Reproduce every one of the following records word for word.
----------------------------------------
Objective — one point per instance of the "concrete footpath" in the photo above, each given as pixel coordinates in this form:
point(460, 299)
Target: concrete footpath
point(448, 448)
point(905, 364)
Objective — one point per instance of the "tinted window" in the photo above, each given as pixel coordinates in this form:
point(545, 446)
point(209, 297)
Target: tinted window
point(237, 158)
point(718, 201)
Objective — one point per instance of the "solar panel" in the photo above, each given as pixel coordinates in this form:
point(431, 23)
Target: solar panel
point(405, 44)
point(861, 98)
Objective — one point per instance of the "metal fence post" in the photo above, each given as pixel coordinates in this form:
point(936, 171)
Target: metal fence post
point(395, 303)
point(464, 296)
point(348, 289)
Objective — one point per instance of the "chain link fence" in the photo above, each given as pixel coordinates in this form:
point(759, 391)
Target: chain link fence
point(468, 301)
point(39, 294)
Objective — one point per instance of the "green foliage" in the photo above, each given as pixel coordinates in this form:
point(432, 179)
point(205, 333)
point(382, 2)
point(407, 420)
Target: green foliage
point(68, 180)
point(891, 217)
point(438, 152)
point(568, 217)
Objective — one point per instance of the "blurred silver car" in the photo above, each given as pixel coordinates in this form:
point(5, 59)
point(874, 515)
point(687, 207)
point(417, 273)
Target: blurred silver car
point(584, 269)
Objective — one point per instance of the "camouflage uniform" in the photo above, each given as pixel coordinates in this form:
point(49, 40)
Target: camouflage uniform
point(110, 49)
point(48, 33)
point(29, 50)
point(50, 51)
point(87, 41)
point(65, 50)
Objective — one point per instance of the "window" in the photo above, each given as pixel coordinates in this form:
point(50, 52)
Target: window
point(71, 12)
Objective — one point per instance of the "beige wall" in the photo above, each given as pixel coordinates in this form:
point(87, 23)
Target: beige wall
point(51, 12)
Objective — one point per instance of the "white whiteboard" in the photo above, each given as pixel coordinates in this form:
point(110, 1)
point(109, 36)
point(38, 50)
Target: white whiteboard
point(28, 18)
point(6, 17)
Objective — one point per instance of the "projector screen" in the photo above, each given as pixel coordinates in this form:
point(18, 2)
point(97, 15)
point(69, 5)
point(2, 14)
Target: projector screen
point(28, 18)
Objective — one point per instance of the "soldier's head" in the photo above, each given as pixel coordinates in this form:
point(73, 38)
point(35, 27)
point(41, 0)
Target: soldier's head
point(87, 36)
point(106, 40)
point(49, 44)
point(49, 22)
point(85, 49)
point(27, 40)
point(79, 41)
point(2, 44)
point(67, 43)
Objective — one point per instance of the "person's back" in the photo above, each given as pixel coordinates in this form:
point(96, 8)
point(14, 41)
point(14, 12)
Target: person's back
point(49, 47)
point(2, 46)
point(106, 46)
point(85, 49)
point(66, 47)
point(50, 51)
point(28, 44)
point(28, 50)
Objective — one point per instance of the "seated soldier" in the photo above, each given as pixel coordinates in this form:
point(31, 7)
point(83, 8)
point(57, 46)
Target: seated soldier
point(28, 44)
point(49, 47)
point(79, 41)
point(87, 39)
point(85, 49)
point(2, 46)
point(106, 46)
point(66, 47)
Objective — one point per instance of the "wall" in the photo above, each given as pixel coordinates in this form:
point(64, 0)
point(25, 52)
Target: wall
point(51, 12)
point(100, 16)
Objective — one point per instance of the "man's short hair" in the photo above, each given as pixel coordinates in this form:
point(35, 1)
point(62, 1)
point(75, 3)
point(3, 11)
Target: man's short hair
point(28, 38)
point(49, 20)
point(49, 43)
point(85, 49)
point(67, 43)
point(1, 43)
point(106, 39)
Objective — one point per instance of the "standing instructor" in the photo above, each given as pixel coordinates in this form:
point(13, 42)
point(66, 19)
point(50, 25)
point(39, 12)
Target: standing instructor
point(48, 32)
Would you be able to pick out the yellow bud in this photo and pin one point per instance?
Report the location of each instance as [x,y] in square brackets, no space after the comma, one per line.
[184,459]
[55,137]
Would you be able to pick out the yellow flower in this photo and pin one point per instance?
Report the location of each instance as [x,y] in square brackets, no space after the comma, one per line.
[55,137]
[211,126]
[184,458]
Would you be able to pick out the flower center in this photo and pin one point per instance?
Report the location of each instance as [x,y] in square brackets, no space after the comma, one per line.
----------------------------------------
* WRITTEN ANSWER:
Objective — one point per instance of the "concrete footpath" in the photo above, each given as pixel coordinates in this form:
point(460, 299)
Target: concrete footpath
point(448, 448)
point(905, 364)
Objective — one point per instance of the "tinted window" in the photo above, each given as pixel coordinates in this form:
point(545, 446)
point(209, 297)
Target: tinted window
point(237, 158)
point(718, 201)
Objective — one point per instance of the "solar panel" in the photo above, each given as pixel coordinates in this form:
point(431, 23)
Target: solar panel
point(405, 44)
point(861, 98)
Objective — one point per instance of the "metal fence post" in the photo above, each given as pixel coordinates in this form:
point(936, 171)
Target: metal fence post
point(395, 303)
point(464, 296)
point(348, 289)
Objective — one point per instance of the "chain link fence" in the photo above, each given as pixel coordinates in this form:
point(759, 391)
Target: chain link fence
point(468, 301)
point(39, 294)
Objective — one point per instance of the "green foliage" in the photo above, each given as pixel coordinates in this form:
point(432, 179)
point(205, 333)
point(382, 2)
point(407, 420)
Target: green foliage
point(68, 180)
point(891, 217)
point(438, 152)
point(568, 217)
Objective — one point per instance of the "blurred silver car" in the photo above, each given as pixel coordinates in this form:
point(5, 59)
point(874, 515)
point(687, 207)
point(417, 273)
Target: blurred silver car
point(584, 269)
Objective — one point per instance of the "camouflage uniform" in the photo above, each given as pixel coordinates in this form:
point(49, 40)
Target: camouflage uniform
point(110, 49)
point(48, 33)
point(29, 50)
point(50, 51)
point(87, 41)
point(65, 50)
Objective — one point per instance of the "window" in the photo above, each given as pixel coordinates in this form:
point(50, 52)
Target: window
point(71, 12)
Objective — one point per instance of the "beige wall" in the photo above, each given as pixel coordinates in this form:
point(87, 23)
Target: beige wall
point(51, 12)
Objective — one point per instance of the "white whiteboard" in the photo above, each given as pixel coordinates in this form:
point(110, 1)
point(109, 36)
point(38, 50)
Target: white whiteboard
point(28, 18)
point(6, 17)
Objective — one point per instance of the "projector screen" in the photo above, each given as pixel coordinates in this form:
point(18, 2)
point(97, 15)
point(69, 5)
point(2, 14)
Target: projector screen
point(28, 18)
Objective — one point per instance of the "soldier's head" in the photo above, each given as pixel coordinates in this form:
point(73, 38)
point(35, 27)
point(41, 0)
Target: soldier's head
point(87, 36)
point(106, 40)
point(49, 44)
point(49, 22)
point(85, 49)
point(27, 40)
point(79, 41)
point(2, 44)
point(67, 43)
Objective — one point per instance of the "person's back" in the photo above, each given as pixel coordinates in this form:
point(96, 8)
point(14, 41)
point(14, 12)
Target: person's back
point(49, 47)
point(2, 46)
point(106, 46)
point(85, 49)
point(66, 47)
point(50, 51)
point(28, 44)
point(28, 50)
Objective — one point per instance of the "seated soldier" in the photo above, each given as pixel coordinates in this form:
point(31, 7)
point(83, 8)
point(57, 46)
Target: seated soldier
point(28, 44)
point(49, 47)
point(79, 41)
point(87, 39)
point(85, 49)
point(2, 46)
point(106, 46)
point(66, 47)
Objective — one point per instance of the "wall" in the photo above, each given as pixel coordinates in this form:
point(64, 0)
point(25, 52)
Target: wall
point(51, 12)
point(100, 16)
Objective — one point per instance of the "man's short hair" in the photo above, each given as pixel coordinates in this form:
point(35, 1)
point(62, 1)
point(75, 3)
point(3, 11)
Target: man's short hair
point(28, 38)
point(49, 20)
point(49, 43)
point(85, 49)
point(67, 43)
point(1, 43)
point(106, 39)
Objective — one point per instance of the "standing instructor" in the photo above, each given as pixel coordinates in this form:
point(13, 42)
point(66, 19)
point(50, 25)
point(39, 12)
Target: standing instructor
point(48, 32)
Would you be able to pick out the yellow bud in this photo and pin one point per instance?
Report the location of each instance as [x,y] in square brackets, no space after the comma, one per line.
[184,459]
[55,137]
Would you be able to pick out the yellow flower in this photo and pin one point per instance?
Report the location of each instance as [x,y] in square brackets, no space after the comma, one per line.
[55,137]
[211,126]
[184,458]
Would you be able to pick out the flower center in this photo and pin one point per instance?
Report the location of each instance as [x,y] in square brackets, no space after the comma, one per line.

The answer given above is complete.